The task | Which lines contain the word "white", with uppercase and lowercase counted as different? Locate each one and copy it.

Items stored from a collection:
########################################

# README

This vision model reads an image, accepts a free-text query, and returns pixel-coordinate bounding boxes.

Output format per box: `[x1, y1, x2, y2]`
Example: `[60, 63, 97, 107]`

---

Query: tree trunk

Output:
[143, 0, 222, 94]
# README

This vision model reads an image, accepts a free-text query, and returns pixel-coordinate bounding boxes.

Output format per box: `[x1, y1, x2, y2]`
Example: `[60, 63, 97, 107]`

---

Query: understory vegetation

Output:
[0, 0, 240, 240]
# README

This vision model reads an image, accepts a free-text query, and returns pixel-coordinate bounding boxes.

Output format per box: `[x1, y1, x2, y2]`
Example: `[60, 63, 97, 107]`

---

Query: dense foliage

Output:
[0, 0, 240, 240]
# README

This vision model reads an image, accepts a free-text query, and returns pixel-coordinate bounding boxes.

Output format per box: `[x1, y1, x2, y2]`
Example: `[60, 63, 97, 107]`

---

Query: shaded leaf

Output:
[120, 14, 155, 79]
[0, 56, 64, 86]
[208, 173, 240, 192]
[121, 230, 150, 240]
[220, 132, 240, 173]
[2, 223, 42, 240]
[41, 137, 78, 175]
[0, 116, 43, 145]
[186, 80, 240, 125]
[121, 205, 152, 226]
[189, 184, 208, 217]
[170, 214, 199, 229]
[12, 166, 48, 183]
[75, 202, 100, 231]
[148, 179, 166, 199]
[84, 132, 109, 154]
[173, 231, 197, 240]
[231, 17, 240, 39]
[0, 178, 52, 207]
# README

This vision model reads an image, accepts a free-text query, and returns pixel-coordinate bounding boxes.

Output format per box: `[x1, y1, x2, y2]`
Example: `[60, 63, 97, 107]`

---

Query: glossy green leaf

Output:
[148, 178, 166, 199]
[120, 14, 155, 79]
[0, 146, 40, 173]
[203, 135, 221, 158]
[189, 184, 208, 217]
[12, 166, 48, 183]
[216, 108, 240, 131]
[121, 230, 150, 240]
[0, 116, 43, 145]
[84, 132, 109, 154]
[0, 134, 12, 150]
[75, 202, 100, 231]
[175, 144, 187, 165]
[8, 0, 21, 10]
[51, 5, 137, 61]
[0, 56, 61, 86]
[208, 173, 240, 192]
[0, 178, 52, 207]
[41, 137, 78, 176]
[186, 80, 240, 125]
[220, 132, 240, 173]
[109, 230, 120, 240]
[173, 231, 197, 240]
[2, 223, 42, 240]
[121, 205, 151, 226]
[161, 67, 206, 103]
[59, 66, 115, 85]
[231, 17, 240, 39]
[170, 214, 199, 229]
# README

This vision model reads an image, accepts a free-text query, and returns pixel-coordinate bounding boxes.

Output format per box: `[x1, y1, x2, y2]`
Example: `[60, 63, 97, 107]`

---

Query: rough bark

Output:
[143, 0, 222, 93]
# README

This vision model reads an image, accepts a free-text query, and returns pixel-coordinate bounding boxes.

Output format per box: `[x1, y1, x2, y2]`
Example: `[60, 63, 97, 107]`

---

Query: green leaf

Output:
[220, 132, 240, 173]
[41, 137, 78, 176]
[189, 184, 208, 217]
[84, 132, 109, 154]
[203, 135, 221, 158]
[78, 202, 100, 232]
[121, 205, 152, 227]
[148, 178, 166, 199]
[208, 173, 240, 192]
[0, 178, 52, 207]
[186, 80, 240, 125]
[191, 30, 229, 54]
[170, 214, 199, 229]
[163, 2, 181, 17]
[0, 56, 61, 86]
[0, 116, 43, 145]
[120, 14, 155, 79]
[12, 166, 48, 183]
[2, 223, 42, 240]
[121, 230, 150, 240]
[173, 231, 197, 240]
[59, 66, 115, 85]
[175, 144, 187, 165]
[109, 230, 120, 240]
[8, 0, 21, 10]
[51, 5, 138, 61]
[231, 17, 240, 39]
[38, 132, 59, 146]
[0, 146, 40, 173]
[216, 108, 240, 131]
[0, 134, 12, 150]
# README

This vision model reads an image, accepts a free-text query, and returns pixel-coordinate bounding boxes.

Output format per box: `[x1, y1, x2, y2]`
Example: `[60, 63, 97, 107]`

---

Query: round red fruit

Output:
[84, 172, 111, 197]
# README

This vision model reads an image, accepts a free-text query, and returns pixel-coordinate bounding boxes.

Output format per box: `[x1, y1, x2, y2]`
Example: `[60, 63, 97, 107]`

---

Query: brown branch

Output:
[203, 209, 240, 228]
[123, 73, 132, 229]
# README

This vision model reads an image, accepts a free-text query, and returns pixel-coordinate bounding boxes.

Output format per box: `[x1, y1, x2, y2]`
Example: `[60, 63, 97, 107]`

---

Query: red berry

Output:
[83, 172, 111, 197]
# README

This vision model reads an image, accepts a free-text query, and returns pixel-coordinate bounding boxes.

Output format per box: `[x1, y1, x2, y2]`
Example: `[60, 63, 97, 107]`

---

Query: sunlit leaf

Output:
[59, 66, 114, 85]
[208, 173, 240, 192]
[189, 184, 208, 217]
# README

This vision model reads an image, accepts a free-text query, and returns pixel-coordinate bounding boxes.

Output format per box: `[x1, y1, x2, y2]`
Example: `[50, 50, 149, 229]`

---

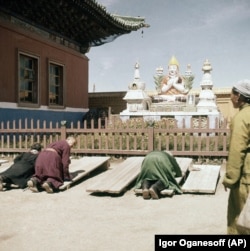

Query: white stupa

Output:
[122, 63, 151, 114]
[196, 59, 218, 112]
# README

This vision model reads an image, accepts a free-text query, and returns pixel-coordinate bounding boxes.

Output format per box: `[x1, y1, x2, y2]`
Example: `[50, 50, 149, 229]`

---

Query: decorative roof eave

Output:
[0, 0, 149, 52]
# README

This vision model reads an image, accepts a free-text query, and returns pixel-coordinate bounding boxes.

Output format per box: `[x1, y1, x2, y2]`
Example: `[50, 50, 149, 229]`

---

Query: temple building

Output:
[0, 0, 149, 124]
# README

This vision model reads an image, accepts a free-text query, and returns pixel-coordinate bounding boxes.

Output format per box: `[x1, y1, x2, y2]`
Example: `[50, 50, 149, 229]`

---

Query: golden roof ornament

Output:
[202, 59, 212, 72]
[168, 56, 179, 67]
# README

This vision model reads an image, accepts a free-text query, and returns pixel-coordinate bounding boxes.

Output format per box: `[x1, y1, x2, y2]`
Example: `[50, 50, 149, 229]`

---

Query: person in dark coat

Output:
[27, 137, 76, 193]
[0, 143, 42, 191]
[135, 151, 182, 199]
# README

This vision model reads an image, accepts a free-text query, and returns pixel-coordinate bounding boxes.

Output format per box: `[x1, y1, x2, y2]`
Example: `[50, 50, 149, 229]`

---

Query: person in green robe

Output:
[222, 79, 250, 235]
[135, 151, 182, 199]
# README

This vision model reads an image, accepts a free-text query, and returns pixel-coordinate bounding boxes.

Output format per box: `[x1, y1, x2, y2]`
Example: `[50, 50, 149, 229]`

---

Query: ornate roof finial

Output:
[168, 56, 179, 68]
[202, 59, 213, 72]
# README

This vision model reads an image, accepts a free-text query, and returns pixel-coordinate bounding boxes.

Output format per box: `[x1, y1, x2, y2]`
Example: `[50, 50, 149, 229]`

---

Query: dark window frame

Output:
[17, 50, 40, 108]
[47, 59, 65, 108]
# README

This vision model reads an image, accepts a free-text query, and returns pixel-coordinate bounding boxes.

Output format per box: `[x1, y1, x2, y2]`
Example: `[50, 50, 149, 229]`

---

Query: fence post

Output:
[61, 125, 66, 140]
[148, 126, 154, 152]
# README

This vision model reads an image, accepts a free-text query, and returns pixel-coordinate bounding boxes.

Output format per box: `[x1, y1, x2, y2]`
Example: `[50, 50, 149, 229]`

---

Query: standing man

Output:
[0, 143, 42, 191]
[27, 137, 76, 193]
[223, 79, 250, 235]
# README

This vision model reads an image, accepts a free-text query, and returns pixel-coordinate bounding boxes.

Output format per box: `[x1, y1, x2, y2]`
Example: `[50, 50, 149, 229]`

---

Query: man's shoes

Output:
[42, 181, 54, 193]
[149, 185, 159, 200]
[0, 175, 11, 191]
[142, 180, 151, 200]
[27, 178, 39, 193]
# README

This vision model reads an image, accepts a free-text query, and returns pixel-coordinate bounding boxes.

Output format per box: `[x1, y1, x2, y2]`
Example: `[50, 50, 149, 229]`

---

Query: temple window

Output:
[18, 52, 39, 106]
[49, 62, 64, 106]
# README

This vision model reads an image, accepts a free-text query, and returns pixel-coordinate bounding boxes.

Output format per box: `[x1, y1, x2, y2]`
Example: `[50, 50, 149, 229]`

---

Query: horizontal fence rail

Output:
[0, 116, 230, 157]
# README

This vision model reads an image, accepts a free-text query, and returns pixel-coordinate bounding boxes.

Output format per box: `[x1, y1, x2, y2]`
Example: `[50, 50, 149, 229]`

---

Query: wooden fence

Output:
[0, 117, 230, 157]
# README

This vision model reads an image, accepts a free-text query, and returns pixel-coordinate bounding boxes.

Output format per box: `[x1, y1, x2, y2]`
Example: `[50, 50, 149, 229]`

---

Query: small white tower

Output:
[197, 59, 218, 112]
[122, 63, 151, 113]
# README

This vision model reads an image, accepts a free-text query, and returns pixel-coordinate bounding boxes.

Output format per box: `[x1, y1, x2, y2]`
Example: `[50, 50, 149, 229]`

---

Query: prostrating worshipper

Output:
[28, 137, 76, 193]
[135, 151, 182, 199]
[0, 143, 42, 191]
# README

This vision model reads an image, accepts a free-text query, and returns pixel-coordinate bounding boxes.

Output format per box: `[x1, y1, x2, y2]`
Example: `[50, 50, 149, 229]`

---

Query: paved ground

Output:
[0, 162, 229, 251]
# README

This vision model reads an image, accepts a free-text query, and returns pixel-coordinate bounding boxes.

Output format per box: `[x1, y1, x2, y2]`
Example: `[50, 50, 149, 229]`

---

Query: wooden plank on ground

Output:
[86, 157, 144, 194]
[134, 157, 193, 196]
[60, 156, 110, 190]
[182, 165, 221, 193]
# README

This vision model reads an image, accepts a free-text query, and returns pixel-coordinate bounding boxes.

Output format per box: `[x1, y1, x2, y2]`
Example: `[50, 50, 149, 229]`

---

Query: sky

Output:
[86, 0, 250, 92]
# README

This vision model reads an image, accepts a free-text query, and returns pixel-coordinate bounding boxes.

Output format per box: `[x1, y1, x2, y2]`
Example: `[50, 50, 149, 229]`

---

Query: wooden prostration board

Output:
[86, 157, 144, 194]
[60, 157, 110, 190]
[182, 165, 221, 193]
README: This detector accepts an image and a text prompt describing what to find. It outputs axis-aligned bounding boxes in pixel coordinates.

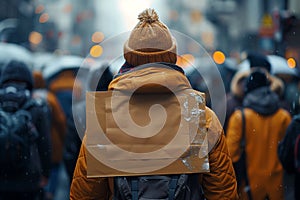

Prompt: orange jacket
[70,67,237,200]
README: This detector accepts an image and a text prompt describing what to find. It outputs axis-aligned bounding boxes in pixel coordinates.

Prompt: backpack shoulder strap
[240,108,252,200]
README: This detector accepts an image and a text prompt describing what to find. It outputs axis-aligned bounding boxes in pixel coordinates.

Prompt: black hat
[247,52,271,72]
[245,69,269,93]
[0,60,33,90]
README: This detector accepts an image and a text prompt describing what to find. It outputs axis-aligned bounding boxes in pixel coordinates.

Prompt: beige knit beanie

########################################

Written answer |
Query: white stupa
Query: small white tower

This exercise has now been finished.